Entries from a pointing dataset
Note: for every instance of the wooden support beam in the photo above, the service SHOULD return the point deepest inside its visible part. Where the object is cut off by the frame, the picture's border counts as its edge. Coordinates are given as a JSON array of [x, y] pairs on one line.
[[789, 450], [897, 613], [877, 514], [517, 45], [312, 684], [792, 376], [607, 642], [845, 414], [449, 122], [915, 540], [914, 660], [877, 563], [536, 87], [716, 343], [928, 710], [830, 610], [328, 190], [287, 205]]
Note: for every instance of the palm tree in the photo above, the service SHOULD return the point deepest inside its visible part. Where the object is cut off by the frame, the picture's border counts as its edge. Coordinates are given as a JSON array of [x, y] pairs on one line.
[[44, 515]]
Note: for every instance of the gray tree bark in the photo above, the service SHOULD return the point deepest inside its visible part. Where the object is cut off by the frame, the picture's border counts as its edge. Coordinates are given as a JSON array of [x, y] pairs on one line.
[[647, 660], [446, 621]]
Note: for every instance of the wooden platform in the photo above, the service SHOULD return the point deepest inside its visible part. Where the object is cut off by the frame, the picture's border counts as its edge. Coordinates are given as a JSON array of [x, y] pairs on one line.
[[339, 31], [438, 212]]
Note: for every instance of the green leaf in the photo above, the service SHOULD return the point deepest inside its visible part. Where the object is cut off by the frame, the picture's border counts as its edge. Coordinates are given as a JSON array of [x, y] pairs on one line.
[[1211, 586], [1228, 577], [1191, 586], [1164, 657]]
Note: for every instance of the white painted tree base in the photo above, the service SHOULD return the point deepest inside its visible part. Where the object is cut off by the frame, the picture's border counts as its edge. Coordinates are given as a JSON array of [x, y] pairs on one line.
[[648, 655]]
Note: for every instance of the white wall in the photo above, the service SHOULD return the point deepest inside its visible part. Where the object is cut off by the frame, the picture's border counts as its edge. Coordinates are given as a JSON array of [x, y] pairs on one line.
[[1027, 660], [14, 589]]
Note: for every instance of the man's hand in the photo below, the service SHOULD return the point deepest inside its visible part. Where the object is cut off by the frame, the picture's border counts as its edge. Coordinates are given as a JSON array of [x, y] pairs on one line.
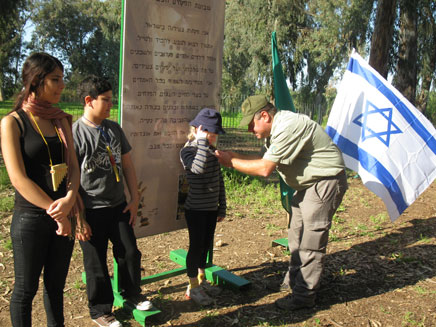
[[200, 134], [224, 158]]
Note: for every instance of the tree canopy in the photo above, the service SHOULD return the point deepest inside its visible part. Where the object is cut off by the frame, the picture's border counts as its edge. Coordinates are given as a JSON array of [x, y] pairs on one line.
[[315, 38]]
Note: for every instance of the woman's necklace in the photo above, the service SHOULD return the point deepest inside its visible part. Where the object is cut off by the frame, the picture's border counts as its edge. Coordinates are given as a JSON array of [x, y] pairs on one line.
[[59, 171], [107, 141]]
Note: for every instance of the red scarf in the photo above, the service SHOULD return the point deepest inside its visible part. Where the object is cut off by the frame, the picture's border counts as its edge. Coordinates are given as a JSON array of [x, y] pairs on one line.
[[45, 110]]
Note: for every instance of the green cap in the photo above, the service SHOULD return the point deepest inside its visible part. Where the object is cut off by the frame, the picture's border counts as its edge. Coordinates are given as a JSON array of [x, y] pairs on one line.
[[250, 106]]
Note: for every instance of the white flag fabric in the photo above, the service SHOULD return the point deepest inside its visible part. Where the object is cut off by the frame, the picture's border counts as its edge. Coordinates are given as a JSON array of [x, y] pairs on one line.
[[383, 137]]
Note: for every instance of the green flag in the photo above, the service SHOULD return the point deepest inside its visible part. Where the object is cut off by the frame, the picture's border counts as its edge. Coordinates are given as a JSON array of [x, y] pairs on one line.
[[283, 101]]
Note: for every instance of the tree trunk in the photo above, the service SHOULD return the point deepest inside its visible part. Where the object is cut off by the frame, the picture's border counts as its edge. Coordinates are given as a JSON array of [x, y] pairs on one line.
[[428, 57], [405, 78], [381, 41]]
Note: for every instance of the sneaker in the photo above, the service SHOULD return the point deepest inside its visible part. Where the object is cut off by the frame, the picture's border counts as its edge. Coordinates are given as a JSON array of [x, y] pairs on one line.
[[107, 320], [209, 289], [143, 305], [278, 287], [198, 295], [290, 303]]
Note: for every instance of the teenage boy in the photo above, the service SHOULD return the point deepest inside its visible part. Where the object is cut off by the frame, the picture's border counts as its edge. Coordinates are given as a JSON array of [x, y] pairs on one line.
[[105, 161]]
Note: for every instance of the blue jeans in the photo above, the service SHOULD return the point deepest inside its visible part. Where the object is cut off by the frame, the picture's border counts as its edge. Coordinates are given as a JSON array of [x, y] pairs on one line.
[[110, 224], [36, 246]]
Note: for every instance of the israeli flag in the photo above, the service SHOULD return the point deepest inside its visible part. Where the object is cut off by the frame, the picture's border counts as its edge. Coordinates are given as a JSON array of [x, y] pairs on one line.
[[383, 137]]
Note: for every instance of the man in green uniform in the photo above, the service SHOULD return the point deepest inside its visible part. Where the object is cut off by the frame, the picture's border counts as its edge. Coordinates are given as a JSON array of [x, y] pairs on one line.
[[309, 162]]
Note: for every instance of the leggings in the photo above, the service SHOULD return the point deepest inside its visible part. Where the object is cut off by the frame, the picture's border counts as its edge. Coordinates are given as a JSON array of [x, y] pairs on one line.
[[36, 246], [201, 228]]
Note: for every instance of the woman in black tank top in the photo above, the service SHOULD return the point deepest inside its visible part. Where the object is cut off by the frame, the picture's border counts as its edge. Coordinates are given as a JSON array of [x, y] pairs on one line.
[[42, 167]]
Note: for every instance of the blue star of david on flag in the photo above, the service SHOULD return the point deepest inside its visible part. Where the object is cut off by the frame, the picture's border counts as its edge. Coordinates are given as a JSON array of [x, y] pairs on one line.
[[398, 160], [372, 115]]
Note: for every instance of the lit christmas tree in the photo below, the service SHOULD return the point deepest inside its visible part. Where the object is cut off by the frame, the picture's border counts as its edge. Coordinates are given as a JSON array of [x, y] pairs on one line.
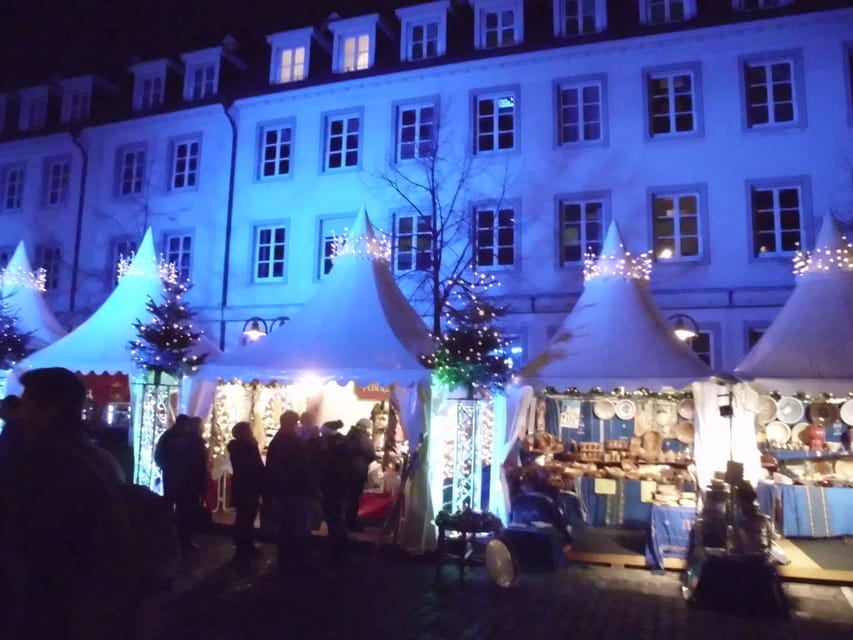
[[165, 342], [13, 342], [472, 351]]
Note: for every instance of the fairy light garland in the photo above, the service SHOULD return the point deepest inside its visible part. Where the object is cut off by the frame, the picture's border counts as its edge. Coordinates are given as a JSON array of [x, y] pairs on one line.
[[626, 265], [825, 259], [18, 277]]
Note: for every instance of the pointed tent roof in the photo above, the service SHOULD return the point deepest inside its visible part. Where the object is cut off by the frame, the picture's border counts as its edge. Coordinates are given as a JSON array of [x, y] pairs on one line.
[[99, 345], [615, 335], [809, 345], [27, 301], [357, 326]]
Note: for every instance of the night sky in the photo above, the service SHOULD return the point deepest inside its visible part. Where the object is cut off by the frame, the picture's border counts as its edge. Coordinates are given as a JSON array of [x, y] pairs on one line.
[[40, 39]]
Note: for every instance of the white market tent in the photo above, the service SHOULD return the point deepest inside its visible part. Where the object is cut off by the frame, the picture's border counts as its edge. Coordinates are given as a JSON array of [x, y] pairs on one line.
[[809, 345], [21, 293], [99, 345], [358, 327]]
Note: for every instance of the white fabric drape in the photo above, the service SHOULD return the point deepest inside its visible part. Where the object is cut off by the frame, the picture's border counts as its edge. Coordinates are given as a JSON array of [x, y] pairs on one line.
[[411, 403], [510, 418]]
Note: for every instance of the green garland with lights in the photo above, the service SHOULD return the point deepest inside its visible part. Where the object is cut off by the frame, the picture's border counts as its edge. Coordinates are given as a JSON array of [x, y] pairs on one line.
[[164, 343]]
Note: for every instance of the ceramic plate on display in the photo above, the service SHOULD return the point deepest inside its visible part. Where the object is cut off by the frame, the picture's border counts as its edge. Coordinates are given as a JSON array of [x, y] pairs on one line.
[[766, 409], [685, 408], [603, 409], [789, 409], [798, 432], [625, 409], [823, 413], [778, 432]]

**What is required:**
Starting at the line that contains "Note: for every instance of the green garland" and going through the last of the entries, lay out each line as a row of a Markdown table with the columns Row and Line. Put the row number under Row, and skip any blank lines.

**Reply:**
| Row | Line |
|---|---|
| 1 | Note: for every instance of the green garland with lights in the photo above, the service SHOULD return the point deepest inside its visible part. Where the object is cut off by the frame, the picture's border counts as its edge. Coordinates are given as a JSON array of [x, y] pairs on one line. |
| 2 | [[164, 343]] |
| 3 | Note: for every instance of the ceramic plate on display in the photo above, the service SHOULD return the point deepest inside its visible part. Where the object is cut off by the frame, the picture's border counts as its edge. Coordinates are given as a JSON array of [x, y] pairs on one line. |
| 4 | [[766, 409], [685, 408], [603, 409], [789, 409], [798, 432], [625, 409], [823, 413], [778, 432]] |